Exercice écrit: Dans l'extrait sur la mort de Nicolas Hayek, relevez chaque journal cité par son nom et indiquez la ville qui lui est associée.

Extrait source:
_ _ _ _ _

Nicolas Hayek, icône de l'industrie suisse, n'est plus. Keystone

La presse suisse de mardi rend un hommage appuyé à Nicolas Hayek, décédé lundi d’une crise cardiaque dans sa 83e année. Entrepreneur hors du commun, l'homme au cigare restera dans l’histoire comme le sauveur de l’industrie horlogère suisse au début des années 80.

Hommages émus mais contenus, tout d’abord. Celle d’une région industrielle et laborieuse qui perd sa figure patriarcale. «Le cœur de l’horlogerie suisse a arrêté de battre hier soir, à l’annonce de la mort de Nicolas Hayek», écrit l’éditorialiste du Quotidien jurassien de Delémont.

«Avec son décès, ce n’est pas seulement le Swatch Group qui est en deuil aujourd’hui, mais l’ensemble de l’industrie horlogère suisse, elle qui lui doit, ni plus ni moins, que sa survie», souligne Philippe Oudot dans le Journal du Jura de Bienne.

Un sentiment partagé par L’Express de Neuchâtel: «Même si certains évoquent son ego surdimensionné, voire un brin de roublardise, personne ne peut nier que sans Nicolas Hayek, la Suisse n’aurait sans doute plus d’industrie horlogère. Le canton de Neuchâtel et tout l’Arc jurassien lui doivent une vraie reconnaissance.»

_ _ _ _ _

Données fournies:
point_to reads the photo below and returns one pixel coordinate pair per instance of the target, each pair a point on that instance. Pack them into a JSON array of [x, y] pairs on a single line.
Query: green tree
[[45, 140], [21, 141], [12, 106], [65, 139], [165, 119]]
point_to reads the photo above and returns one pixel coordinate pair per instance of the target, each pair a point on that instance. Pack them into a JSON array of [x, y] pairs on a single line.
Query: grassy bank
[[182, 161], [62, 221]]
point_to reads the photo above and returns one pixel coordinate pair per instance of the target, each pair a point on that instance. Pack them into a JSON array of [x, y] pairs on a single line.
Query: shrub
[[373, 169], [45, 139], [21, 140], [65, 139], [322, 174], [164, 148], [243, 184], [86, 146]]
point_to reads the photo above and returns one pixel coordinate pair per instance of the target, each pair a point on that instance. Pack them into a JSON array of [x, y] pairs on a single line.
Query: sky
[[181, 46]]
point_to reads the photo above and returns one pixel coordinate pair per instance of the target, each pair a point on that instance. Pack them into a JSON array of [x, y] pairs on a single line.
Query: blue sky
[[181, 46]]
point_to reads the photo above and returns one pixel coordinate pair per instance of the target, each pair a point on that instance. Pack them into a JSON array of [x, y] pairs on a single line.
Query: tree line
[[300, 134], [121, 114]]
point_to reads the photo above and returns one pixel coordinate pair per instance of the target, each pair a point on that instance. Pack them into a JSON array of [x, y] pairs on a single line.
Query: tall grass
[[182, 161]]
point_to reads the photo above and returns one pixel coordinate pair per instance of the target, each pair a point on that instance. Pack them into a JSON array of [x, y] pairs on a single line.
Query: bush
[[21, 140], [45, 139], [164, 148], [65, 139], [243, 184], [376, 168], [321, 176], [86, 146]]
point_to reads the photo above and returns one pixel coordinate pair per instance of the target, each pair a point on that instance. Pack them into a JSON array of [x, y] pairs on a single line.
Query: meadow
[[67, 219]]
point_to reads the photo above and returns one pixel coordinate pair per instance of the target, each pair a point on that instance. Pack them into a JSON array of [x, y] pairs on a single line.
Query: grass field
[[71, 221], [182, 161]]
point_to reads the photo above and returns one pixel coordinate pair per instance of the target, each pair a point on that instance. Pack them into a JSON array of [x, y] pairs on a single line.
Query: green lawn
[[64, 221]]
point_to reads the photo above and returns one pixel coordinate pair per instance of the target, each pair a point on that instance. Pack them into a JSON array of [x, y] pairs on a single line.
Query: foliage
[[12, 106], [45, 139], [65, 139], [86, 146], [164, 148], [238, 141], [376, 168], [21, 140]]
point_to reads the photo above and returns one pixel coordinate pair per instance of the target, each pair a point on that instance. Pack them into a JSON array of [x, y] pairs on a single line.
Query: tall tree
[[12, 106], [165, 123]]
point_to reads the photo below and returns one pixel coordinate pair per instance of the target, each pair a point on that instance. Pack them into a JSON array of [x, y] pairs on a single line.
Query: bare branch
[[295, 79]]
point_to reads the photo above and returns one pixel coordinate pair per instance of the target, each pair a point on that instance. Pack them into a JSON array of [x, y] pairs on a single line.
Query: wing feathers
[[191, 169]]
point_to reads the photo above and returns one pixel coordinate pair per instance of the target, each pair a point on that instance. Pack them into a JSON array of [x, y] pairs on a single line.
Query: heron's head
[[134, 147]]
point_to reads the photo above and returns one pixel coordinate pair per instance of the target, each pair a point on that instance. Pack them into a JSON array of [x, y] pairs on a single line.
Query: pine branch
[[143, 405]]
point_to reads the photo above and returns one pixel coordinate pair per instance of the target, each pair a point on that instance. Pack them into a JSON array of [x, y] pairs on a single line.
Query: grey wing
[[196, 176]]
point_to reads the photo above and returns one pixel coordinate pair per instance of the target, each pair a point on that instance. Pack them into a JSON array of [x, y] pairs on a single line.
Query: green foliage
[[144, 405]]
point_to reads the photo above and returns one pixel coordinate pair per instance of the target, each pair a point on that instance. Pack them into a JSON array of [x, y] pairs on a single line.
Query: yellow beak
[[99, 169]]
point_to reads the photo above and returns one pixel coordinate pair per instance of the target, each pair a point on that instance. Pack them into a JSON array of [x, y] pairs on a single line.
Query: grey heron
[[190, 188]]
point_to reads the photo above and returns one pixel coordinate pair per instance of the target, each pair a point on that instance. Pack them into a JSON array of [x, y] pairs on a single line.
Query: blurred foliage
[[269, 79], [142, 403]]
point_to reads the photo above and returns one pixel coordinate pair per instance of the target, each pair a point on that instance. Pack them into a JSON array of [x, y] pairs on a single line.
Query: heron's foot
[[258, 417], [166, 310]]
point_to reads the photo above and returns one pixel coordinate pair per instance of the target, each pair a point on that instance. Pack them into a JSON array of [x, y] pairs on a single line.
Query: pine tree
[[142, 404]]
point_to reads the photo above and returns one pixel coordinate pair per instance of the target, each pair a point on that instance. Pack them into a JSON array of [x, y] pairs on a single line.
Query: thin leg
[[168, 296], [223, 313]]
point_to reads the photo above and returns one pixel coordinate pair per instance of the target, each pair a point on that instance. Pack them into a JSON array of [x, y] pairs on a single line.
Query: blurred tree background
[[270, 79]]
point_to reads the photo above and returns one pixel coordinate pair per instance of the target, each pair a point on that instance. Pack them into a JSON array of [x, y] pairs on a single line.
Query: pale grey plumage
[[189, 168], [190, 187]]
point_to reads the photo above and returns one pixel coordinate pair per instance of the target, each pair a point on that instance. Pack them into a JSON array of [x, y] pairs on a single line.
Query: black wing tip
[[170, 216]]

_ _ _ _ _

Réponse ci-dessous: Le Quotidien jurassien (Delémont) ; le Journal du Jura (Bienne) ; L'Express (Neuchâtel).